» Reading passage
[start]
Freedom, Not Climate, is Under Threat - Czech Leader
GERMANY: December 11, 2007
BERLIN - The movement against global warming has turned into a new religion,
an ideology that threatens to undermine freedom and the world's economic and
social order, Czech President Vaclav Klaus said on Monday.
Klaus was speaking to reporters at the launch of the German translation of
his new book, a sceptical look at the worldwide campaign to stop climate
change entitled "Blue Planet in Green Chains: What Is Under Threat --
Climate or Freedom?".
"My answer to that question is unambiguous," said Klaus. "Freedom is under
threat.
"Also (threatened) is the prevailing social and economic order, contemporary
civilisation, the current prosperity of developed countries and the chances
of developing countries to achieve a similar level of prosperity."
He said the climate change movement was not based on science and that
theories about man-made global warming could not be proven.
"It has become a new religion or new ideology and in that sense I think it's
justified to compare it with other ideologies," Klaus said.
[end]
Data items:
[start]
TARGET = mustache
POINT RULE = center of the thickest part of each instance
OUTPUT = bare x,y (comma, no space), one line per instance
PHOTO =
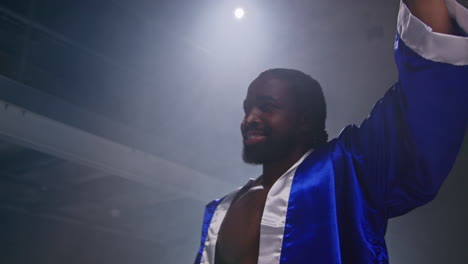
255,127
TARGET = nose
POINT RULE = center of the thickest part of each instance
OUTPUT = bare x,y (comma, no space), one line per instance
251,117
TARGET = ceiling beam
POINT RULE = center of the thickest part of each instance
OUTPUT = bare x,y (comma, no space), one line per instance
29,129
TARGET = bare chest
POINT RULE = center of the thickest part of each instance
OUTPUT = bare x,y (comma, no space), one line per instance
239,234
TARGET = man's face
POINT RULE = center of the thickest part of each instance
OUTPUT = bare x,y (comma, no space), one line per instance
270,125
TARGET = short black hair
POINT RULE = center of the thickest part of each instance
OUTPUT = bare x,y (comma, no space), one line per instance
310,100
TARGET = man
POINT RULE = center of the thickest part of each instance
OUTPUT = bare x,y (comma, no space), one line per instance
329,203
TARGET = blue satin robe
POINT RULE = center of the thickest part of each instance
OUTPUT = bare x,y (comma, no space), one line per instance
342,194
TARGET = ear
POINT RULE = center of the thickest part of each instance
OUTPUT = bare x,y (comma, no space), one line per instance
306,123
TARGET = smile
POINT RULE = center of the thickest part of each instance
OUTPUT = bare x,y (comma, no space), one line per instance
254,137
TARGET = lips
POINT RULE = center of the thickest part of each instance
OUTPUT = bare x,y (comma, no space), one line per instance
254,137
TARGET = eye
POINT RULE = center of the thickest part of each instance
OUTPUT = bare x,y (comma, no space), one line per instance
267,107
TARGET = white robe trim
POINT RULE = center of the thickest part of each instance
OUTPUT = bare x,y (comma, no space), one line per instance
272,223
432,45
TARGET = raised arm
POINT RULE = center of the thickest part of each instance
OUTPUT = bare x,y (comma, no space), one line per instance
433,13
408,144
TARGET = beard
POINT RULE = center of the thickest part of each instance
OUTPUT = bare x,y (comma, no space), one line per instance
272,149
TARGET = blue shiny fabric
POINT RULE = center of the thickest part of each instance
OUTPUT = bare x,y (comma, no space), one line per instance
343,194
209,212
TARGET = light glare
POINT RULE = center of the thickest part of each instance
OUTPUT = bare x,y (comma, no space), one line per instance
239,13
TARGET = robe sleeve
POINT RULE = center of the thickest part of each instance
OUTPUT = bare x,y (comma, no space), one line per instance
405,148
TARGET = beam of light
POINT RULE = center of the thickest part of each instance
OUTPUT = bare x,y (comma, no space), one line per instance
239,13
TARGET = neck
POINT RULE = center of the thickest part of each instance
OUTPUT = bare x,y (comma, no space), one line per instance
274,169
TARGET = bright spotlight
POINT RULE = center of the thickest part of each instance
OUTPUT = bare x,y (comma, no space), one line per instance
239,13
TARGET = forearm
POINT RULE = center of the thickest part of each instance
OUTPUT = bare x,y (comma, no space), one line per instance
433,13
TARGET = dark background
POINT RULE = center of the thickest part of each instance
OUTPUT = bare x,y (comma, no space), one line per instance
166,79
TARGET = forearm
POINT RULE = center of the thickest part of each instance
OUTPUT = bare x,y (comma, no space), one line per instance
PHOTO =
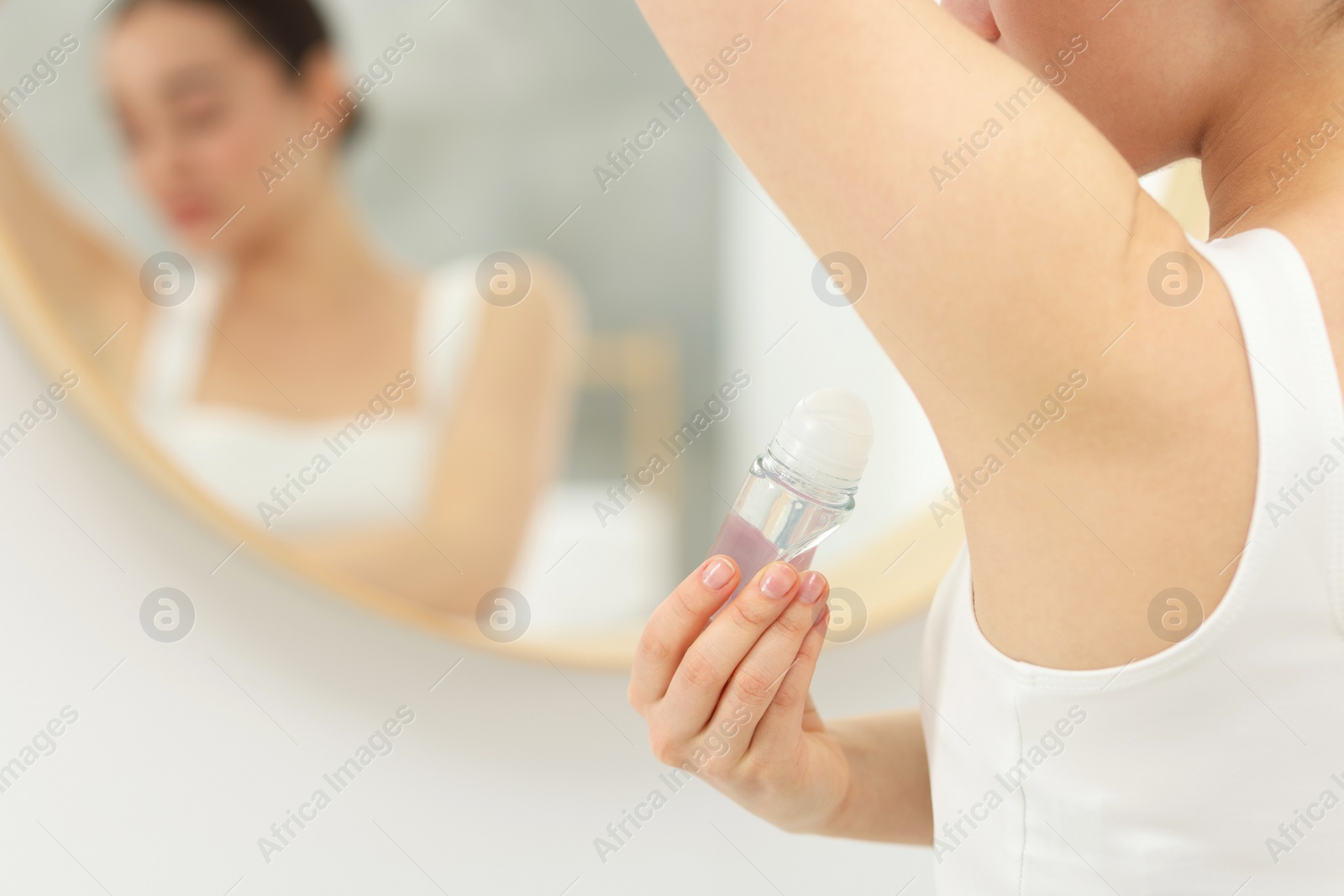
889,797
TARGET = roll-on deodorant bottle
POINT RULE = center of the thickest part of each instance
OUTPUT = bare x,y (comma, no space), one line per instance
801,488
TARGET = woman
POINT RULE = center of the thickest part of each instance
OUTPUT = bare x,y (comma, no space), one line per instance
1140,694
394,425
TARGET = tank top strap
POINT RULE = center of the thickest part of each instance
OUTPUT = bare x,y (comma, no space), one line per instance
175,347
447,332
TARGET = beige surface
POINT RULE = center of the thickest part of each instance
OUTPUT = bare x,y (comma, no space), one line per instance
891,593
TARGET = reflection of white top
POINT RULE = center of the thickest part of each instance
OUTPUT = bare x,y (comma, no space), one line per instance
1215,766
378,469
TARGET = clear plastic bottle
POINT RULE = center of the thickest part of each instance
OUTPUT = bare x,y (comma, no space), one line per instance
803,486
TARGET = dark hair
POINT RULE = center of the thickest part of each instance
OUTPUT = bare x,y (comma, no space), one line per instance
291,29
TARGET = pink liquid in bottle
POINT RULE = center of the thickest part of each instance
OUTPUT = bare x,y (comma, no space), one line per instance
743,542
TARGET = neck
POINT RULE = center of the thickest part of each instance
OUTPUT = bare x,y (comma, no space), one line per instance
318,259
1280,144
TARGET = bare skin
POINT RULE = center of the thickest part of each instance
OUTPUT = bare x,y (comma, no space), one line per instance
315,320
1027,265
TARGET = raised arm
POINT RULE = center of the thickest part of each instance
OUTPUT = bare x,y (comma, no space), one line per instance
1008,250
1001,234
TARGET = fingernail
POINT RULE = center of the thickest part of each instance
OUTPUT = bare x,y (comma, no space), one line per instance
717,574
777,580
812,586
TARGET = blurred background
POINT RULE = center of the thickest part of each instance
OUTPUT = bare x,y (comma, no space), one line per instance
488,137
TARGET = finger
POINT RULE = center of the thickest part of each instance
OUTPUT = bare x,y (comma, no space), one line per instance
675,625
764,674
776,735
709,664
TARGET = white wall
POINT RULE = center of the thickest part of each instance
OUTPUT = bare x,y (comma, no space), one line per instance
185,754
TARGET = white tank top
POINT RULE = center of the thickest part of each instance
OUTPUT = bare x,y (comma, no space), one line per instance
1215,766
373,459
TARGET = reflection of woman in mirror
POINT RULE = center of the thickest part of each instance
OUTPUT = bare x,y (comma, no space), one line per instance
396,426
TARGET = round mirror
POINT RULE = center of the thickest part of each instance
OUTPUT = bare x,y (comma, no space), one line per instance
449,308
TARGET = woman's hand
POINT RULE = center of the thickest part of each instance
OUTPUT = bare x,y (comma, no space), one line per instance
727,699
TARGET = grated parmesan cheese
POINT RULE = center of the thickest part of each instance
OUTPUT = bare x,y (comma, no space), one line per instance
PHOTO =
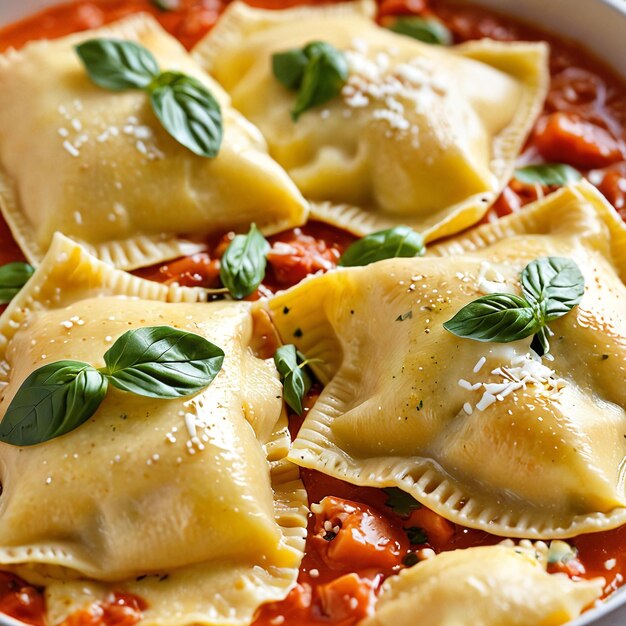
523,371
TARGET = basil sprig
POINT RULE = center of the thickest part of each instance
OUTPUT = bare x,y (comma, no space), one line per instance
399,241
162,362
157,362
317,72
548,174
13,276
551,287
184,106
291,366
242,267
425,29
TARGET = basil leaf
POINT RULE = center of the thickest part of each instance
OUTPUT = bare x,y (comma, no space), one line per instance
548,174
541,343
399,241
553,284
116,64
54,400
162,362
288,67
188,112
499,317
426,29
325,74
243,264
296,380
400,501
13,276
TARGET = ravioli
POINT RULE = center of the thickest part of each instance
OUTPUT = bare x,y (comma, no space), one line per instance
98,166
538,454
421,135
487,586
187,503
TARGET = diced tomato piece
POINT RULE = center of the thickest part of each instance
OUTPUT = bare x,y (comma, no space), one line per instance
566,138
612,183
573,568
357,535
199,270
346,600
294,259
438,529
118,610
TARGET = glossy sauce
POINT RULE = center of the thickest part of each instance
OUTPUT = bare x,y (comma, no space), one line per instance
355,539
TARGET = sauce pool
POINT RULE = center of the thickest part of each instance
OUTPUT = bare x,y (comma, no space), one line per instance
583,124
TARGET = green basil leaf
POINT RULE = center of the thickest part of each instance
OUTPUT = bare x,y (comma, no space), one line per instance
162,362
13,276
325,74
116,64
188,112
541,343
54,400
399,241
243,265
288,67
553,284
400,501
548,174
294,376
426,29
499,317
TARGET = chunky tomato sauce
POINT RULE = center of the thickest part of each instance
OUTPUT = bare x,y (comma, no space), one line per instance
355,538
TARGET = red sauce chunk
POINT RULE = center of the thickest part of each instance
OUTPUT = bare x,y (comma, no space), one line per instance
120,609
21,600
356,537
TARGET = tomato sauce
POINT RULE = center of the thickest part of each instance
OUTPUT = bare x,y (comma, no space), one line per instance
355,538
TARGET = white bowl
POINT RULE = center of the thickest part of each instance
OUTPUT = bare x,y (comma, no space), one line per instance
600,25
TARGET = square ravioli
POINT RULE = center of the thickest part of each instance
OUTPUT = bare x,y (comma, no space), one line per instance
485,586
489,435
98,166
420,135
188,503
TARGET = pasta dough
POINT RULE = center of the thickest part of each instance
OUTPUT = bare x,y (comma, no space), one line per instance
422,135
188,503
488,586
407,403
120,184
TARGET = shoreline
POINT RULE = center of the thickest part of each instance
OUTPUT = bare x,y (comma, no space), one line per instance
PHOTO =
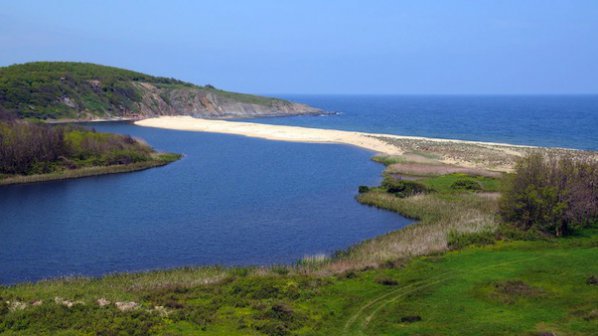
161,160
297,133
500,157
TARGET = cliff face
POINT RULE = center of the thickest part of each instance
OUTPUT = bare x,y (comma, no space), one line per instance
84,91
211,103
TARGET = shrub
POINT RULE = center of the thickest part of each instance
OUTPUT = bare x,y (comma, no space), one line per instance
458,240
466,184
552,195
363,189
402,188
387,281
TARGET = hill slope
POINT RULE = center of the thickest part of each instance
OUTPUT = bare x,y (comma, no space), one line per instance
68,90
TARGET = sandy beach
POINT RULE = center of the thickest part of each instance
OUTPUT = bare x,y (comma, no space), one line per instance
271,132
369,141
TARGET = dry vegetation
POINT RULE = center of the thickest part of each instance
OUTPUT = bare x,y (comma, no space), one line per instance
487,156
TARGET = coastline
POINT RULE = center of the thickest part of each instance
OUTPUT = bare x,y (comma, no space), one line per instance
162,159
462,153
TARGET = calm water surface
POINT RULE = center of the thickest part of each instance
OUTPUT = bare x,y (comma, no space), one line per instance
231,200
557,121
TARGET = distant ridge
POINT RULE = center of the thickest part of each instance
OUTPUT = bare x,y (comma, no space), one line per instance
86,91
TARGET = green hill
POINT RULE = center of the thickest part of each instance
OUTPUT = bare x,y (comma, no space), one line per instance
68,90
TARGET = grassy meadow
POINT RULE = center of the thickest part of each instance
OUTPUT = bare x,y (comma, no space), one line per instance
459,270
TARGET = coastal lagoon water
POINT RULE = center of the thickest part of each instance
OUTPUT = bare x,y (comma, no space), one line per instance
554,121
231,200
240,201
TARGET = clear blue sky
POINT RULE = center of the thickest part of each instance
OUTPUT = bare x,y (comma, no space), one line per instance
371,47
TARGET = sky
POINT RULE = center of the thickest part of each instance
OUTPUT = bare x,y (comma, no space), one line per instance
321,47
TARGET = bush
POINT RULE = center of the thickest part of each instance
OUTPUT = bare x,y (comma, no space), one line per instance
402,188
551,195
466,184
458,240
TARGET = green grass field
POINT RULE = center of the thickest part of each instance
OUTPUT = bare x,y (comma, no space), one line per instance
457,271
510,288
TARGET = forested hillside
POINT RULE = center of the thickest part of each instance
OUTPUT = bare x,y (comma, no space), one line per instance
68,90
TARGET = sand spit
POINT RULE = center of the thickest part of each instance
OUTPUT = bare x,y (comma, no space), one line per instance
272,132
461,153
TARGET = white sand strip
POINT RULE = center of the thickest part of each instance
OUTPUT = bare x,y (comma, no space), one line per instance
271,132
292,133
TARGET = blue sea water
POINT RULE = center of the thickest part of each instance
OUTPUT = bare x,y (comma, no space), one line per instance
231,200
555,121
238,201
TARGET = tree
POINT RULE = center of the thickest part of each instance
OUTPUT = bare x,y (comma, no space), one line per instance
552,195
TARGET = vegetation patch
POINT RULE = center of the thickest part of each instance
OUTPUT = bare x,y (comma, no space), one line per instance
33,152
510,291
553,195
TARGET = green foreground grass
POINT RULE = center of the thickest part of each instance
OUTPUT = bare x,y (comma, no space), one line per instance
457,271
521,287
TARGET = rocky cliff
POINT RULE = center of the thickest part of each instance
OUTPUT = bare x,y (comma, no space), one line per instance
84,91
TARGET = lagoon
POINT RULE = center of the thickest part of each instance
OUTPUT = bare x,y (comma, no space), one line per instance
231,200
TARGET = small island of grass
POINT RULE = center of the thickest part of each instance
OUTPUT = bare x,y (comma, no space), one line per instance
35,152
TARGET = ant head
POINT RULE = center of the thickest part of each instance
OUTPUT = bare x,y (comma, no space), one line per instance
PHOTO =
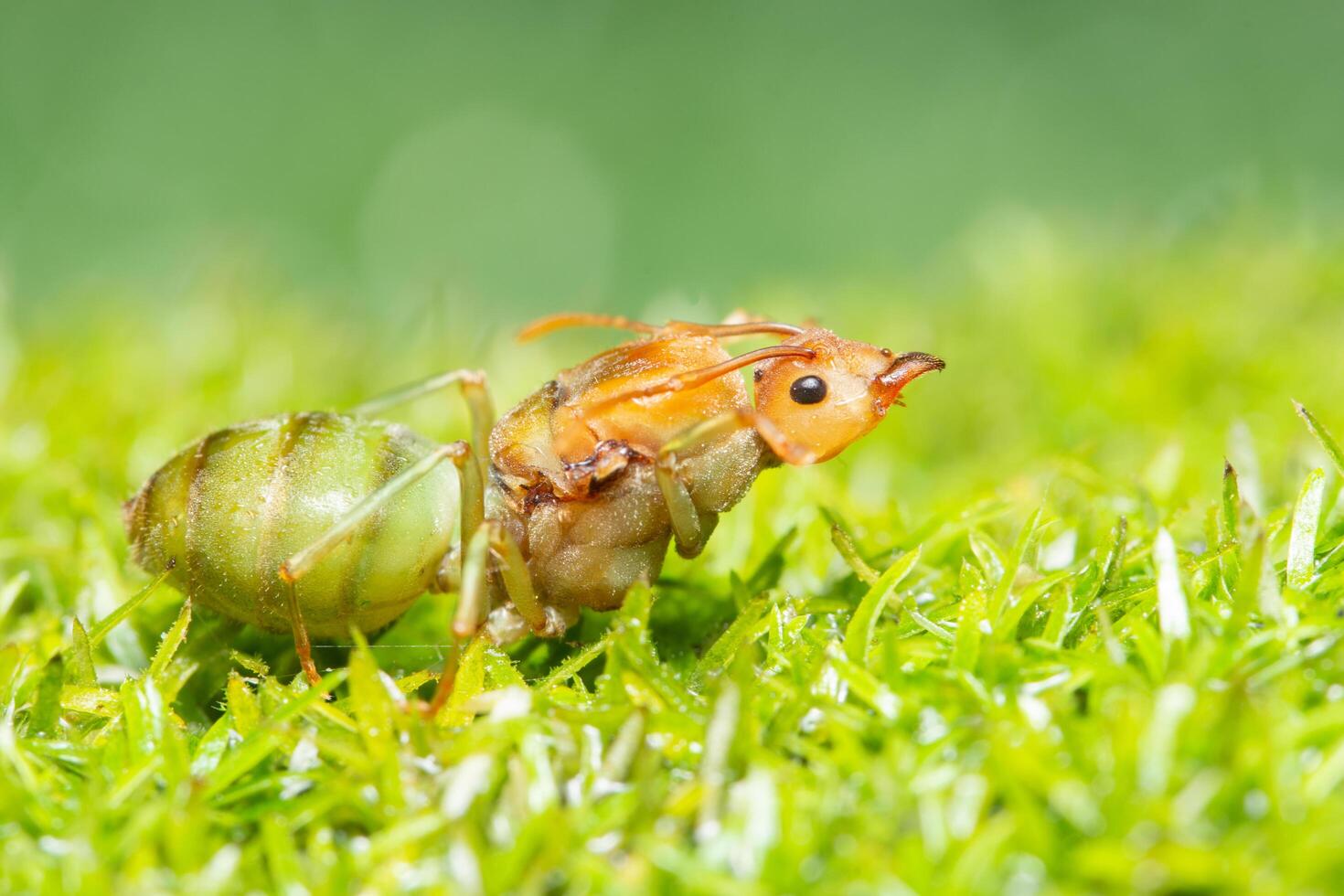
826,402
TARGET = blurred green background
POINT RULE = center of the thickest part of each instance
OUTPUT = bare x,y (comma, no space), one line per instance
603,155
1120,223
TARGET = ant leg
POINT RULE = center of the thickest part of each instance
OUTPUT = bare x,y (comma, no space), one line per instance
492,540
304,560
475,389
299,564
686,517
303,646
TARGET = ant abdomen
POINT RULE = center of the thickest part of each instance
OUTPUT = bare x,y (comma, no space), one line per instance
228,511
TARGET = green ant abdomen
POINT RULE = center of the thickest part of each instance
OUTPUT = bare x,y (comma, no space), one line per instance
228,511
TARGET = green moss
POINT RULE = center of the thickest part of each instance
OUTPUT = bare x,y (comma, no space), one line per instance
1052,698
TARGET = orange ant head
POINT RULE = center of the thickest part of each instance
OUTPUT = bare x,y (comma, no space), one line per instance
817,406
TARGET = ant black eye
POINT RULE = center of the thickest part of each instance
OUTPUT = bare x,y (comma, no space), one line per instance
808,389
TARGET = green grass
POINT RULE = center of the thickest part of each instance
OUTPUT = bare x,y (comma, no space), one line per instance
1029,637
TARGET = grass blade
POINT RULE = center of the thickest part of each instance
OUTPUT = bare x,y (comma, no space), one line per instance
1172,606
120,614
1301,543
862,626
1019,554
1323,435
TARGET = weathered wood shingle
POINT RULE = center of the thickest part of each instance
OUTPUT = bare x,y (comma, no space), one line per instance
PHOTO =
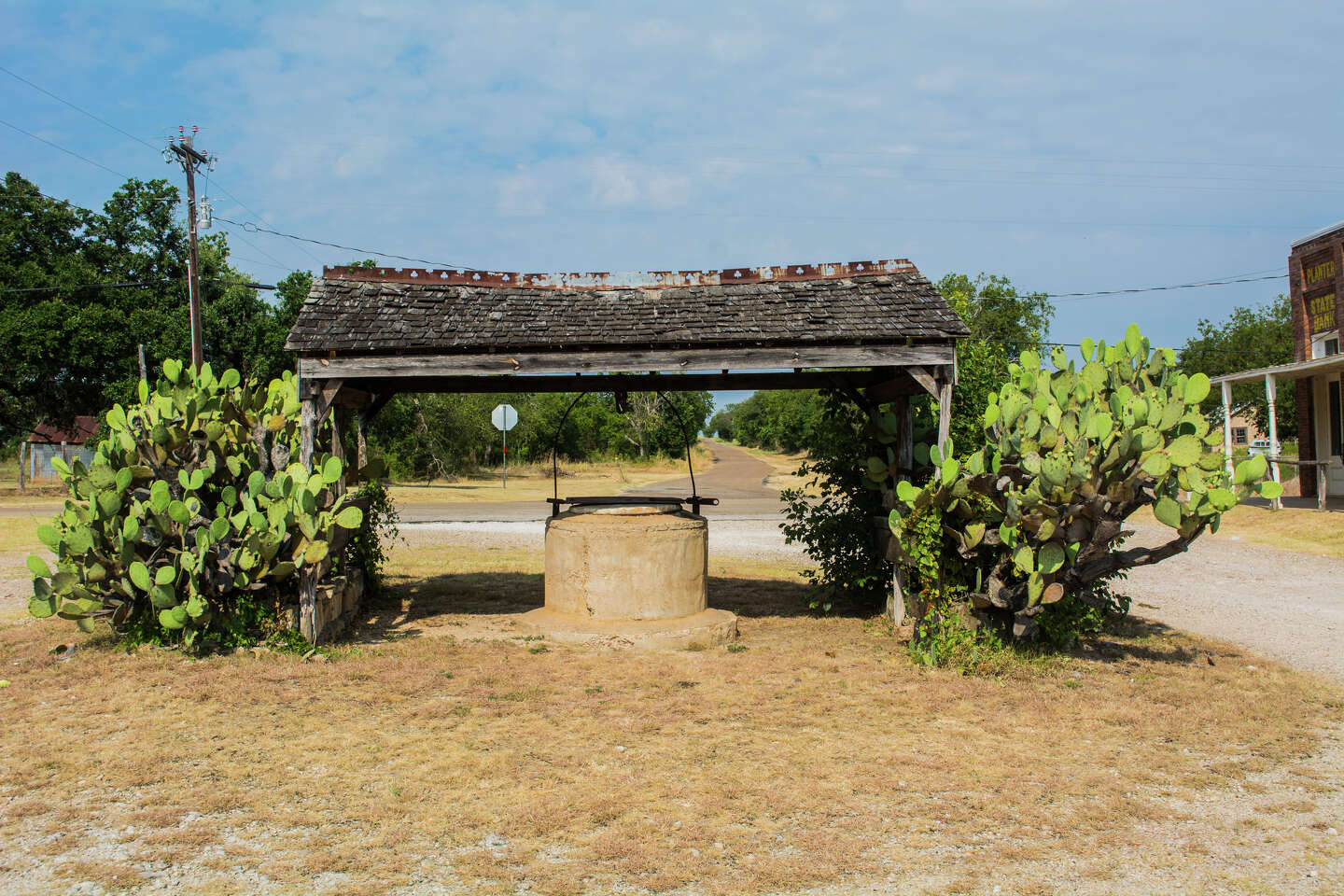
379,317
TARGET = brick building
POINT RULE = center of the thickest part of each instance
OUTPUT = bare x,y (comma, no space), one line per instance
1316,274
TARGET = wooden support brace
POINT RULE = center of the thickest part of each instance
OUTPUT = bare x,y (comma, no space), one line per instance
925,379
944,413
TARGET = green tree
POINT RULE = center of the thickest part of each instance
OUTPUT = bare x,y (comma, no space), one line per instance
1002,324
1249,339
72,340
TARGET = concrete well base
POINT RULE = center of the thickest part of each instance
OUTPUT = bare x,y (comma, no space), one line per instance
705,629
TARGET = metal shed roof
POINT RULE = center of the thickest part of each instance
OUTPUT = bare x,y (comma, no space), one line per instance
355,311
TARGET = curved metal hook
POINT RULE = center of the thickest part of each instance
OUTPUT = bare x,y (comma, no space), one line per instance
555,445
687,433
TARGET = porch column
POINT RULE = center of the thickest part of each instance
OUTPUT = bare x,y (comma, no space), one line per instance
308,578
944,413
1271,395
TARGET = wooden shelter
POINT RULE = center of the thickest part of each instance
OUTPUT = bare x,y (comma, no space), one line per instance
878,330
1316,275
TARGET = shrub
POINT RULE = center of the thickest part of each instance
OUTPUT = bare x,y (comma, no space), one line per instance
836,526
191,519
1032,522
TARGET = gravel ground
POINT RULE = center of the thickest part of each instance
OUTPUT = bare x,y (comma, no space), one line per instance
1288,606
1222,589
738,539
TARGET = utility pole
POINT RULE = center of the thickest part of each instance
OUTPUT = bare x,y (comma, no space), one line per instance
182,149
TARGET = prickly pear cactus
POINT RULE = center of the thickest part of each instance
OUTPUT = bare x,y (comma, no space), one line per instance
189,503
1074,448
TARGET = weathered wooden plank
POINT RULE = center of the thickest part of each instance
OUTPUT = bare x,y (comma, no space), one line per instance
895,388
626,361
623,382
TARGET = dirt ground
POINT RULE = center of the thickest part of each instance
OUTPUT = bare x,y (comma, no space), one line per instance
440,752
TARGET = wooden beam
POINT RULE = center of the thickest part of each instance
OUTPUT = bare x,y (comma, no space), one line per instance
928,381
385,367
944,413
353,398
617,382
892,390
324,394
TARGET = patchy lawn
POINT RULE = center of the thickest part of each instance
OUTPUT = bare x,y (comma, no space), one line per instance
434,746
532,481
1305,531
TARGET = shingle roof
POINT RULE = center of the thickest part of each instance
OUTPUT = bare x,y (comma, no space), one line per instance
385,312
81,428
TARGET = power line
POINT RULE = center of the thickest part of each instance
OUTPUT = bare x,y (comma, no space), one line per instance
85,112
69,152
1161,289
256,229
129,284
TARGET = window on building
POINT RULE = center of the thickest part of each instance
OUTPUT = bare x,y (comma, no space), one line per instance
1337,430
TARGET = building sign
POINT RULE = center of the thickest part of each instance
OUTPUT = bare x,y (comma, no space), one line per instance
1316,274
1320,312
[end]
» Brief
In the news report on Vaclav Klaus, at what event was he speaking to reporters? The entries come from a different source than the news report.

» Exercise output
At the launch of the German translation of his new book.